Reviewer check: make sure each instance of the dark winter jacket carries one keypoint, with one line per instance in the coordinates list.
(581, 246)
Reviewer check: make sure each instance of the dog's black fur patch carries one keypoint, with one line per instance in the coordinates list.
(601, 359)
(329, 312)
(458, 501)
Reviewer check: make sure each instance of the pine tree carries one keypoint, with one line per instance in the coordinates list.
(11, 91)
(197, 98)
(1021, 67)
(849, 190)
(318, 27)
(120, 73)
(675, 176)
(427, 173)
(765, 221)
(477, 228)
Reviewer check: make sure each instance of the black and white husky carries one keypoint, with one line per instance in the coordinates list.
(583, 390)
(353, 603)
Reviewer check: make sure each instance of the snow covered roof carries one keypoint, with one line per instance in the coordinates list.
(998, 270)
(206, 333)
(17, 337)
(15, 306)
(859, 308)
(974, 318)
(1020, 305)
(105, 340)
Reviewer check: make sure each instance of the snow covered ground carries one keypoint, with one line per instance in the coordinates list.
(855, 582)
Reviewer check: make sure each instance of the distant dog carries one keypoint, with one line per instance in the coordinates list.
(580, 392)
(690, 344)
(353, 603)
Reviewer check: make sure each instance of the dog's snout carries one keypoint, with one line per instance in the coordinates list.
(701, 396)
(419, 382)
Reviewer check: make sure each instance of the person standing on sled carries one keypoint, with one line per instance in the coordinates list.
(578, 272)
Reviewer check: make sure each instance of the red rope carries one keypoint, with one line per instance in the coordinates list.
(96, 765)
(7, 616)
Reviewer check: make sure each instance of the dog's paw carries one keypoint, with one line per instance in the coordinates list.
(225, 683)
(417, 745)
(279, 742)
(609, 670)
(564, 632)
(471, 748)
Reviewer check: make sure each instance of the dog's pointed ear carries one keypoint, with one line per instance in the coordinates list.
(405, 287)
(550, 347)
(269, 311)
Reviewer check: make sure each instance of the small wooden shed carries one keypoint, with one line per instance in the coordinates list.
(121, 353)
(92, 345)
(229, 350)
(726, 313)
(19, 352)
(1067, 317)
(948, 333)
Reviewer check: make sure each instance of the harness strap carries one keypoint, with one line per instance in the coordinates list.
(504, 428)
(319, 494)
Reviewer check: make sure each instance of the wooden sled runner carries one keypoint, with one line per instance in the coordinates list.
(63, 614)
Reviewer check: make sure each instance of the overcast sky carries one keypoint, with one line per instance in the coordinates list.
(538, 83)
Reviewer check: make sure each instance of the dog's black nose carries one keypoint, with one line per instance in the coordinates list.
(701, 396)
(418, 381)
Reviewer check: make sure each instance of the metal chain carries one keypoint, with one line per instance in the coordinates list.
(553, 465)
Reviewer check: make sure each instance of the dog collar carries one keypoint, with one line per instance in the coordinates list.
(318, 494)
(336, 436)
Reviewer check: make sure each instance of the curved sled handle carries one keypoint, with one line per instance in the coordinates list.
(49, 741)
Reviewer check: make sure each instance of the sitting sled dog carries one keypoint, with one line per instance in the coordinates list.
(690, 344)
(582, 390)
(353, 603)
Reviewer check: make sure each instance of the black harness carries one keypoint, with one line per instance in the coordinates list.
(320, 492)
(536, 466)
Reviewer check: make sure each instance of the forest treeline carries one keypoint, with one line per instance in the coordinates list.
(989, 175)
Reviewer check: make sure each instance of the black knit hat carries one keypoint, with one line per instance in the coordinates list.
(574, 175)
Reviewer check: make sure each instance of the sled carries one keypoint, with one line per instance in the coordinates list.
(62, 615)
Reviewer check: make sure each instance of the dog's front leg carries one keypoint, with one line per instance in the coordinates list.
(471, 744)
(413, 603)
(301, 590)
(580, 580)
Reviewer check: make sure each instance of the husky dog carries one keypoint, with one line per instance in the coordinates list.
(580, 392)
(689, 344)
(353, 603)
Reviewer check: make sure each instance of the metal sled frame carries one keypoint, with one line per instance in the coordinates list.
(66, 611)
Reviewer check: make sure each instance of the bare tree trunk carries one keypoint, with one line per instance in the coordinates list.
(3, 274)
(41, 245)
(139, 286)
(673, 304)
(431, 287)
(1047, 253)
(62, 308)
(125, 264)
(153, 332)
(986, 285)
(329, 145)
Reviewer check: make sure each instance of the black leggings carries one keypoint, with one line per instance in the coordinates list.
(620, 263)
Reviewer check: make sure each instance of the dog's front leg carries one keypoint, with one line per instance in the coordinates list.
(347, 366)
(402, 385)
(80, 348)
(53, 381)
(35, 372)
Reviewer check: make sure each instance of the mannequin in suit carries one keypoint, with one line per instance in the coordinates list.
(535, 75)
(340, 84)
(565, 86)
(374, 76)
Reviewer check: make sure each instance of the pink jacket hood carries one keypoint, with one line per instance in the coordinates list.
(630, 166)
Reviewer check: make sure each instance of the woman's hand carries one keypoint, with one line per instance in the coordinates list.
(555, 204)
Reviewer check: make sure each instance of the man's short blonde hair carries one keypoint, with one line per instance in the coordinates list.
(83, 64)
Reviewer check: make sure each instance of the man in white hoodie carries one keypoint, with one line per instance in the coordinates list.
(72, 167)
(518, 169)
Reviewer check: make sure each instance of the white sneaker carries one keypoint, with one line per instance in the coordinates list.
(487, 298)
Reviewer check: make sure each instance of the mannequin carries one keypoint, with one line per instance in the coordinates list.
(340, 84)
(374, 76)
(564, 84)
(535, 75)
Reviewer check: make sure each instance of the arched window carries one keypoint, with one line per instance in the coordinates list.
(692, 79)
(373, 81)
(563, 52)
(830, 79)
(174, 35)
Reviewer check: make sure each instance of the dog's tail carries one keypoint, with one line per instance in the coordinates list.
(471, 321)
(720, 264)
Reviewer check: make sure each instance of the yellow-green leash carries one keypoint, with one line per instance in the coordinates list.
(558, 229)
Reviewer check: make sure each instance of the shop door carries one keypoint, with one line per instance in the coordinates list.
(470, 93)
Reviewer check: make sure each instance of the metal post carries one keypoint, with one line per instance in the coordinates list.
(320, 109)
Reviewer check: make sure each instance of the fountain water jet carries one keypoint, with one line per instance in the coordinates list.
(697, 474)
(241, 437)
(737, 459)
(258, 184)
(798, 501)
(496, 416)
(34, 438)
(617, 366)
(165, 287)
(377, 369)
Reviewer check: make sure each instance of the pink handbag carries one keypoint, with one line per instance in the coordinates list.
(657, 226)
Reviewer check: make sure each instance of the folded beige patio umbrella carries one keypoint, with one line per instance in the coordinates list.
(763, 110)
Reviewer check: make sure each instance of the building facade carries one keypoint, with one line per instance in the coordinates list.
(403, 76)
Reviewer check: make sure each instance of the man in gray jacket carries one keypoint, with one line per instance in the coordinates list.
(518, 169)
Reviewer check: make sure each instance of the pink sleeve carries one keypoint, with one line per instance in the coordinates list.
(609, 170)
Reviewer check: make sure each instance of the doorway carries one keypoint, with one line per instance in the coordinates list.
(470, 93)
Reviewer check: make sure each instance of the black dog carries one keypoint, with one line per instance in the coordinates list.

== == ==

### Your goal
Return every line of the material above as a JSON array of strings, one string per line, with blank lines omitted.

### Exercise result
[
  "Reviewer check: make sure each instance of the dark winter jacket carries one keypoint, with one line per instance in the coordinates list.",
  "(581, 246)",
  "Reviewer check: make sure each instance of the dog's black fur patch carries one keypoint, with one line per instance in the coordinates list.",
  "(601, 359)",
  "(329, 312)",
  "(458, 501)",
  "Reviewer check: make sure each instance of the pine tree carries one keypoint, with one line per instance in the coordinates list.",
  "(11, 91)",
  "(197, 98)",
  "(1021, 67)",
  "(849, 190)",
  "(318, 27)",
  "(120, 73)",
  "(675, 176)",
  "(427, 173)",
  "(765, 221)",
  "(477, 228)",
  "Reviewer check: make sure each instance of the black and white husky carries one keypoint, with one line per instance in the coordinates list.",
  "(583, 390)",
  "(353, 603)",
  "Reviewer check: make sure each instance of the snow covered roof carries one keypoint, with one line per instance in the coordinates list.",
  "(998, 270)",
  "(206, 333)",
  "(17, 337)",
  "(15, 306)",
  "(859, 308)",
  "(974, 318)",
  "(1020, 305)",
  "(105, 340)",
  "Reviewer check: make sure each instance of the snow covered ground carries one keypoint, with one line per instance in the coordinates list.",
  "(855, 582)",
  "Reviewer check: make sure each instance of the distant dog carries one keypoint, with one line per instance in the coordinates list.",
  "(580, 392)",
  "(690, 344)",
  "(353, 603)",
  "Reviewer check: make sure each instance of the dog's snout carries one keypoint, with one line per instance in the coordinates list.",
  "(701, 396)",
  "(419, 382)",
  "Reviewer check: make sure each instance of the person standing on sled carries one keypoint, with one line per instance in the coordinates list.",
  "(578, 272)",
  "Reviewer check: make sure each instance of the red rope carries one keypoint, with one line per instance in the coordinates list.",
  "(96, 765)",
  "(7, 616)",
  "Reviewer check: make sure each instance of the dog's paw carries one keypoint, with one line per instance in the coordinates list.",
  "(225, 683)",
  "(417, 745)",
  "(279, 742)",
  "(609, 670)",
  "(564, 632)",
  "(471, 748)",
  "Reviewer check: make sure each instance of the dog's pointed ear carries one keypoint, with one line per instance in the coordinates list.",
  "(405, 287)",
  "(550, 347)",
  "(269, 311)",
  "Reviewer check: make sure each instance of the small wooden shed carries one keypoint, with one line per instance in the coordinates list.",
  "(121, 353)",
  "(92, 345)",
  "(229, 350)",
  "(726, 313)",
  "(19, 352)",
  "(1067, 317)",
  "(948, 333)",
  "Reviewer check: make sure each instance of the harness strap carries one keypoint, with one line per instance in the coordinates list.",
  "(504, 428)",
  "(319, 494)",
  "Reviewer check: make sure each instance of the wooden sled runner carries one keypoint, with one line per instance in the coordinates list.",
  "(63, 614)",
  "Reviewer check: make sure each instance of the overcast sky carries one keypoint, with one line per instance in the coordinates list.",
  "(538, 83)",
  "Reviewer check: make sure each instance of the dog's black nose carries one keypoint, with one line per instance in the coordinates list.",
  "(701, 396)",
  "(418, 381)",
  "Reviewer check: make sure each instance of the metal chain carries one keypoint, with one line per instance in the coordinates list.",
  "(553, 465)",
  "Reviewer check: make sure each instance of the dog collar carries one keypoint, with one line per instance in the coordinates list.",
  "(318, 494)",
  "(336, 436)",
  "Reviewer check: make sure each instance of the curved sled handle carries one keypoint, with one line per instance in the coordinates list.",
  "(49, 741)",
  "Reviewer check: make sure each instance of the sitting sled dog carries one keypoint, with one line per instance in the coordinates list.",
  "(690, 344)",
  "(582, 390)",
  "(353, 603)",
  "Reviewer check: make sure each instance of the black harness carries one keypoint, with one line per instance in the coordinates list.",
  "(320, 492)",
  "(536, 466)",
  "Reviewer check: make sure each instance of the forest treeline carries one keypoint, with one line per instance in the coordinates list.",
  "(989, 175)",
  "Reviewer check: make sure each instance of the black knit hat carries one keypoint, with one line per instance in the coordinates list.",
  "(574, 175)",
  "Reviewer check: make sure each instance of the sled carries one keypoint, with one line per instance in the coordinates list.",
  "(62, 615)",
  "Reviewer check: make sure each instance of the dog's front leg carries one keypoint, with one line per instance in the coordinates list.",
  "(471, 744)",
  "(413, 603)",
  "(301, 590)",
  "(580, 580)",
  "Reviewer check: make sure each instance of the husky dog carries one keypoint, with one line per instance in the coordinates list.",
  "(580, 392)",
  "(689, 344)",
  "(353, 603)",
  "Reviewer check: make sure each instance of the metal sled frame carries one keypoint, with one line per instance in the coordinates list.",
  "(66, 611)",
  "Reviewer check: make sure each instance of the bare tree trunk carries one keypoint, with one line per instance in the coordinates list.",
  "(3, 274)",
  "(41, 245)",
  "(139, 286)",
  "(673, 304)",
  "(431, 287)",
  "(1047, 253)",
  "(62, 308)",
  "(125, 264)",
  "(153, 332)",
  "(986, 285)",
  "(329, 145)",
  "Reviewer check: make sure each instance of the black leggings carries one keypoint, with one line per instance in the coordinates list.",
  "(620, 263)",
  "Reviewer check: make sure each instance of the dog's front leg carries one keypoint, with one line per instance in the coordinates list.",
  "(347, 366)",
  "(402, 385)",
  "(80, 348)",
  "(53, 381)",
  "(35, 372)",
  "Reviewer check: make sure each instance of the mannequin in suit carries one keypoint, with one line per instance in the coordinates list.",
  "(535, 75)",
  "(340, 84)",
  "(565, 86)",
  "(374, 76)",
  "Reviewer check: make sure each instance of the pink jacket hood carries one keypoint, with one line per instance in the coordinates list.",
  "(630, 166)",
  "Reviewer check: make sure each instance of the woman's hand carries one keypoint, with one line per instance in the coordinates list.",
  "(555, 204)",
  "Reviewer check: make sure each instance of the man's short blonde hair carries one keypoint, with one line per instance in the coordinates list.",
  "(83, 64)",
  "Reviewer check: make sure each instance of the man in white hoodie carries one keypoint, with one line per instance in the coordinates list.",
  "(72, 167)",
  "(518, 169)",
  "Reviewer check: make sure each instance of the white sneaker carries one keypoint, with one line per instance in the coordinates list.",
  "(487, 298)",
  "Reviewer check: make sure each instance of the mannequin carries one keypoint, with one line per instance in the coordinates list.",
  "(340, 84)",
  "(374, 76)",
  "(564, 84)",
  "(535, 75)",
  "Reviewer check: make sure each instance of the arched window carries one keypoint, with one line per instance in the coordinates list.",
  "(692, 79)",
  "(373, 81)",
  "(563, 52)",
  "(830, 79)",
  "(174, 35)",
  "Reviewer check: make sure each instance of the dog's tail carries one keypoint, with one line per instance in the coordinates list.",
  "(471, 321)",
  "(720, 264)",
  "Reviewer check: make sure each instance of the yellow-green leash carries one keypoint, with one line per instance in the coordinates list.",
  "(558, 229)",
  "Reviewer check: make sure each instance of the shop door carries one keypoint, with one line per instance in the coordinates list.",
  "(470, 93)",
  "Reviewer check: make sure each instance of the metal post carries one keypoint, with one line per instance in the coordinates list.",
  "(320, 109)",
  "Reviewer check: make sure each instance of the fountain water jet carries one keypoint, with one line per instance in the coordinates list.",
  "(697, 474)",
  "(241, 437)",
  "(737, 459)",
  "(258, 184)",
  "(798, 501)",
  "(496, 416)",
  "(34, 438)",
  "(617, 366)",
  "(165, 287)",
  "(377, 369)",
  "Reviewer check: make sure each instance of the pink handbag carries one keypoint, with one line per instance in the coordinates list.",
  "(657, 226)",
  "Reviewer check: make sure each instance of the folded beige patio umbrella carries one keypoint, with one line per instance in the coordinates list.",
  "(763, 110)",
  "Reviewer check: make sure each instance of the building facade carries one keypoint, with one line per instance in the coordinates list.",
  "(403, 76)",
  "Reviewer check: make sure each instance of the man in gray jacket carries one keypoint, with one line per instance in the coordinates list.",
  "(518, 169)",
  "Reviewer check: make sure each instance of the pink sleeve carries one keypoint, with one line per instance in the coordinates list.",
  "(609, 170)",
  "Reviewer check: make sure each instance of the doorway carries one keypoint, with one line per instance in the coordinates list.",
  "(470, 93)",
  "Reviewer check: make sure each instance of the black dog carries one keypoint, with one line per instance in the coordinates list."
]